(Data supplied begins)
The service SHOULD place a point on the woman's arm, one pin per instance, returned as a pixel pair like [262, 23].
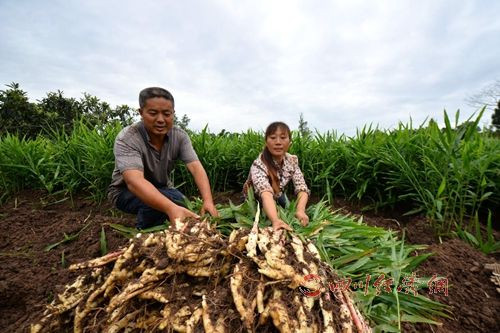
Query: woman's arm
[300, 214]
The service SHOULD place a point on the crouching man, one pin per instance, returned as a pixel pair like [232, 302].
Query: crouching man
[145, 154]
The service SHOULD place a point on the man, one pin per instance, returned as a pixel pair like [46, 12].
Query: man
[145, 153]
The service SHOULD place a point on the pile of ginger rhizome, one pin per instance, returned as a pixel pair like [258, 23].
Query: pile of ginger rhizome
[190, 278]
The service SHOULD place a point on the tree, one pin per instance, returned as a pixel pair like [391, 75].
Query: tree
[55, 111]
[17, 114]
[488, 96]
[303, 128]
[495, 118]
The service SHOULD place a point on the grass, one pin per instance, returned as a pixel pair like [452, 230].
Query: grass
[450, 174]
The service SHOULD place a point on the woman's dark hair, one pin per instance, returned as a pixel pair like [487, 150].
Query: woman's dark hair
[267, 158]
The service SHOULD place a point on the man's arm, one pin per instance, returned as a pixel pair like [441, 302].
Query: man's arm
[201, 180]
[150, 195]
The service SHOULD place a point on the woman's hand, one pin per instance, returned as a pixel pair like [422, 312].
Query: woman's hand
[181, 213]
[279, 224]
[210, 208]
[302, 217]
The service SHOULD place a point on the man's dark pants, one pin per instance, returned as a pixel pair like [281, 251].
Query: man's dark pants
[146, 216]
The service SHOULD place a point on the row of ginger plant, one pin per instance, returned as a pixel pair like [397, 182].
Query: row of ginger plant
[450, 173]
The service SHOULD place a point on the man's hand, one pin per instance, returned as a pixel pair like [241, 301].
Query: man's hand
[210, 208]
[302, 217]
[181, 213]
[279, 224]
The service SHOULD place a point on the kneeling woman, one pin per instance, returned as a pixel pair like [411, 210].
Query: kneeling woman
[272, 171]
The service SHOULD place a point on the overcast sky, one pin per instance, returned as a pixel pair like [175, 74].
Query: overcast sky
[243, 64]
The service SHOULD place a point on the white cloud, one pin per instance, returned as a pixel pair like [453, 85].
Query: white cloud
[239, 65]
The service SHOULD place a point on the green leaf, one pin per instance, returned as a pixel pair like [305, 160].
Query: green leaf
[103, 242]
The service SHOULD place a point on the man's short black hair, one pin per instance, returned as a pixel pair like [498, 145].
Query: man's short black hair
[152, 92]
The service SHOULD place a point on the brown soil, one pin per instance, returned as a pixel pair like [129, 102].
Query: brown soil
[30, 277]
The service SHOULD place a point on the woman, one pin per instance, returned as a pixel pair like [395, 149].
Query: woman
[272, 171]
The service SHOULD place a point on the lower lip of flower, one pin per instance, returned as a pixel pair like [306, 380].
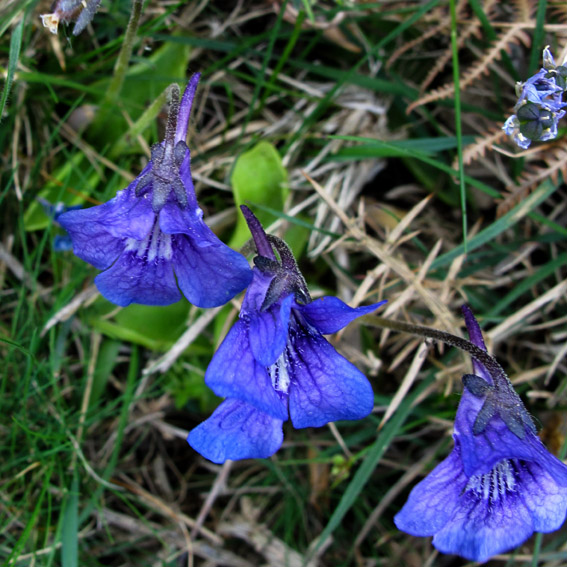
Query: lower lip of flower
[279, 373]
[495, 484]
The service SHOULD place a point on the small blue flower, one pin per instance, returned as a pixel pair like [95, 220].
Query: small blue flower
[80, 11]
[274, 364]
[499, 484]
[539, 106]
[154, 229]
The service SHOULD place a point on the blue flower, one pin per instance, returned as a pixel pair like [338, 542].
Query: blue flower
[539, 106]
[499, 484]
[154, 229]
[274, 364]
[80, 11]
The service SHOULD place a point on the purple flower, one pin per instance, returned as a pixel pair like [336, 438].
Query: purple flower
[499, 484]
[154, 229]
[80, 11]
[539, 106]
[274, 364]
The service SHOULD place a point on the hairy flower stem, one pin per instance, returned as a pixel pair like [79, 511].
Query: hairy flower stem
[124, 56]
[491, 364]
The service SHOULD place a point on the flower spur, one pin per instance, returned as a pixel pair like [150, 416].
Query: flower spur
[274, 364]
[499, 484]
[153, 231]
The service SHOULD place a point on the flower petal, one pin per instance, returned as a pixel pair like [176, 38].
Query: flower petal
[268, 331]
[330, 314]
[99, 233]
[132, 279]
[208, 272]
[237, 430]
[324, 385]
[544, 495]
[481, 452]
[233, 373]
[432, 502]
[481, 528]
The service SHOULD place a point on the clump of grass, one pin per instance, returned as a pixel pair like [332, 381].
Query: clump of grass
[94, 467]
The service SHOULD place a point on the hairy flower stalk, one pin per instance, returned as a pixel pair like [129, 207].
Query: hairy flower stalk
[275, 365]
[499, 484]
[150, 240]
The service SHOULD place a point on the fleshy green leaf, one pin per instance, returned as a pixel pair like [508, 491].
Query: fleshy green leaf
[156, 328]
[258, 177]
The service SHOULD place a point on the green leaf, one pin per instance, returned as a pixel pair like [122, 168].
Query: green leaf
[68, 185]
[154, 327]
[259, 177]
[144, 82]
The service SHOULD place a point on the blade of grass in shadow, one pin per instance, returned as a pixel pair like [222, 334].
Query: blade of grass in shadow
[362, 475]
[260, 75]
[458, 130]
[283, 58]
[15, 47]
[128, 396]
[347, 76]
[539, 34]
[407, 152]
[70, 532]
[27, 531]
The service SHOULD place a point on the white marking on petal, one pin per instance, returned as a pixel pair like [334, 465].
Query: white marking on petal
[495, 484]
[155, 245]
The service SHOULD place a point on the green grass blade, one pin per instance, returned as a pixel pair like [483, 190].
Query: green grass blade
[15, 47]
[70, 532]
[458, 129]
[503, 223]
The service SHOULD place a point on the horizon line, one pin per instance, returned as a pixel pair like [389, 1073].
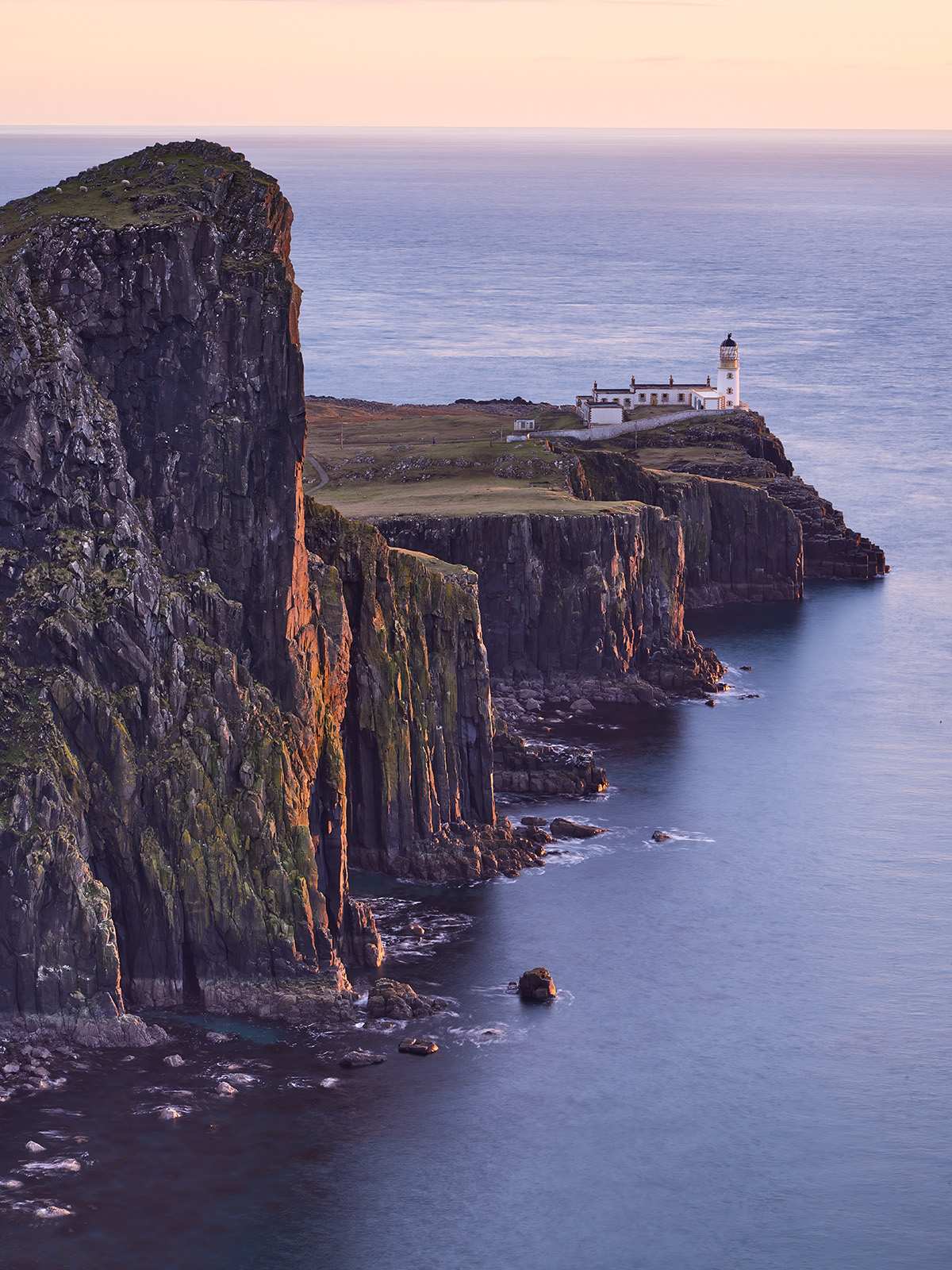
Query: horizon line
[290, 129]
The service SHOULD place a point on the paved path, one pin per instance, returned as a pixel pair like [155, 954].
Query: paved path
[321, 471]
[606, 431]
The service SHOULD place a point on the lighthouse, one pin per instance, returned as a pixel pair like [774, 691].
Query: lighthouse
[729, 374]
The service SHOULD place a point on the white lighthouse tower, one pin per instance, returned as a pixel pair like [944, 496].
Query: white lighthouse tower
[729, 374]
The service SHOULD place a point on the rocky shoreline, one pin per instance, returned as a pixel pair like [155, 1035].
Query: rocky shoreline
[220, 696]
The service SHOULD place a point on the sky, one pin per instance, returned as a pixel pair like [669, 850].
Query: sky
[681, 64]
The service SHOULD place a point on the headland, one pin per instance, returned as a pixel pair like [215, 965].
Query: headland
[220, 692]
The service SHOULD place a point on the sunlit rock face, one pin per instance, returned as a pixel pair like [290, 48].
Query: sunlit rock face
[175, 666]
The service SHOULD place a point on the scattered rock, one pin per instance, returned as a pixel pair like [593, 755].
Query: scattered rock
[389, 999]
[54, 1166]
[362, 1058]
[562, 829]
[536, 984]
[418, 1045]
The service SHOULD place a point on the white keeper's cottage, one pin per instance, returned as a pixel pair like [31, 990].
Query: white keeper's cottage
[608, 406]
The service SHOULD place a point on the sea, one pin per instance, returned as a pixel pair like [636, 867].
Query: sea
[749, 1062]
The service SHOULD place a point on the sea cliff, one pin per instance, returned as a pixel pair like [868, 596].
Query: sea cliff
[219, 696]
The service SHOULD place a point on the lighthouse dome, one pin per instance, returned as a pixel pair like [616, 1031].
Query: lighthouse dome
[729, 351]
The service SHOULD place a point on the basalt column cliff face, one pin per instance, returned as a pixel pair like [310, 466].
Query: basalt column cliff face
[583, 597]
[175, 667]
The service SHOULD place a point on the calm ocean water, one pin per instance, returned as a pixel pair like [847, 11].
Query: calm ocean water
[750, 1064]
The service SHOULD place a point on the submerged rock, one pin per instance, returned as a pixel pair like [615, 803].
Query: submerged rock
[418, 1045]
[537, 984]
[362, 1058]
[562, 829]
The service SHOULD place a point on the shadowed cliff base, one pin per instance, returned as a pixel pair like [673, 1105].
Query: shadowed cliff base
[219, 696]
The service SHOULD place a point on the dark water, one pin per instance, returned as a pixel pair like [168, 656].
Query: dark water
[750, 1060]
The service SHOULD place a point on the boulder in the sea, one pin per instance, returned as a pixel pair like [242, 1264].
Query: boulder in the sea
[536, 984]
[562, 829]
[418, 1045]
[362, 1058]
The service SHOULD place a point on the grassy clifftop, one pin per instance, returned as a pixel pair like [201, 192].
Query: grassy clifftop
[165, 183]
[432, 460]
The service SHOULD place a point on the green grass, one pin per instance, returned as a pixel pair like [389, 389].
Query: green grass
[181, 179]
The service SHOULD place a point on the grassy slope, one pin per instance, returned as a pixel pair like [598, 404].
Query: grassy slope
[389, 464]
[111, 203]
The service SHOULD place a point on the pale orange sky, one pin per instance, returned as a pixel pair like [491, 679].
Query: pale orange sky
[774, 64]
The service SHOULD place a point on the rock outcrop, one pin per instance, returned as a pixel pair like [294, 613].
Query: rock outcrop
[594, 596]
[416, 725]
[740, 545]
[194, 700]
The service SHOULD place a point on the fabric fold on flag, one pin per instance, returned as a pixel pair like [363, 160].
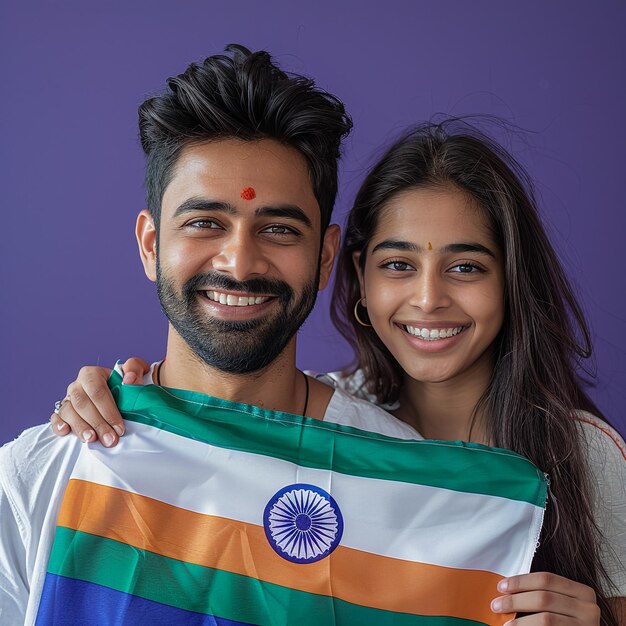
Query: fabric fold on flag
[213, 512]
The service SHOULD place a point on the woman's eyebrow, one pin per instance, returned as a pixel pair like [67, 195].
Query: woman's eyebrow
[451, 248]
[397, 244]
[455, 248]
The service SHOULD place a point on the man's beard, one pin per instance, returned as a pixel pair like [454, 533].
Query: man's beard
[235, 346]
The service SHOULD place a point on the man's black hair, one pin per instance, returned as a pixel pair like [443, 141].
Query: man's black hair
[243, 95]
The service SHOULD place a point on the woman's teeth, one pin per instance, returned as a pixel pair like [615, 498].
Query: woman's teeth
[432, 334]
[231, 300]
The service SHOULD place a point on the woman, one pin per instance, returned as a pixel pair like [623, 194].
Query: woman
[465, 327]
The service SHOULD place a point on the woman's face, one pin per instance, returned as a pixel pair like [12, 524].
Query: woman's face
[434, 284]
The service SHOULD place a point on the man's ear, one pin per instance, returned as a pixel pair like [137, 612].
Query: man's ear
[330, 245]
[145, 231]
[356, 257]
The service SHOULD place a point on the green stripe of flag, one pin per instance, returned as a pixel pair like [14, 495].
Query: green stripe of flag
[459, 466]
[206, 590]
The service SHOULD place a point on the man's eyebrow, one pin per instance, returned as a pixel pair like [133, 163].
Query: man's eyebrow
[451, 248]
[202, 204]
[290, 211]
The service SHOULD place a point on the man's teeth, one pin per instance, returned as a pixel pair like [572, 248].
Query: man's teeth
[230, 300]
[432, 334]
(Data supplied ends)
Brief = Write down exactly the span of lines above from the one containing "Query: row of ginger plant" to the one containing "The service SHOULD place a point on the lower", both ends included.

Output for this exercise =
Query: row of ginger plant
[450, 173]
The service SHOULD place a point on the man's hand, one pin per instance, returned as a pixel pair like [241, 301].
Query: man's hand
[210, 208]
[302, 217]
[181, 213]
[279, 224]
The service SHOULD place a point on the kneeling woman, one pin per instance, returned as a pixel pair like [411, 210].
Query: kneeling woman
[272, 171]
The service SHOULD place a point on the overcast sky, one pin per instance, returned as a pixel pair like [175, 74].
Query: overcast sky
[243, 64]
The service SHOULD place a point on the white cloud, one pin per instance, returned as a pixel pair like [453, 85].
Query: white cloud
[239, 65]
The service SHOULD place a point on the green leaf, one pin per instance, returned as a pixel pair like [305, 160].
Query: green leaf
[103, 242]
The service SHOULD place a point on the man's short black hair, one pin per instance, returned as a pixel pair like [498, 145].
Query: man's short black hair
[152, 92]
The service SHOULD place a point on the brown soil, one pin per instance, returned as a pixel pair like [129, 102].
Query: brown soil
[30, 277]
The service SHOULD place a point on the woman, one pin per instance, returned as a pixel pair like [395, 149].
Query: woman
[272, 171]
The service SHOULD place a point on the lower lip of flower, one pin per instance, returned as a pixel pair like [306, 380].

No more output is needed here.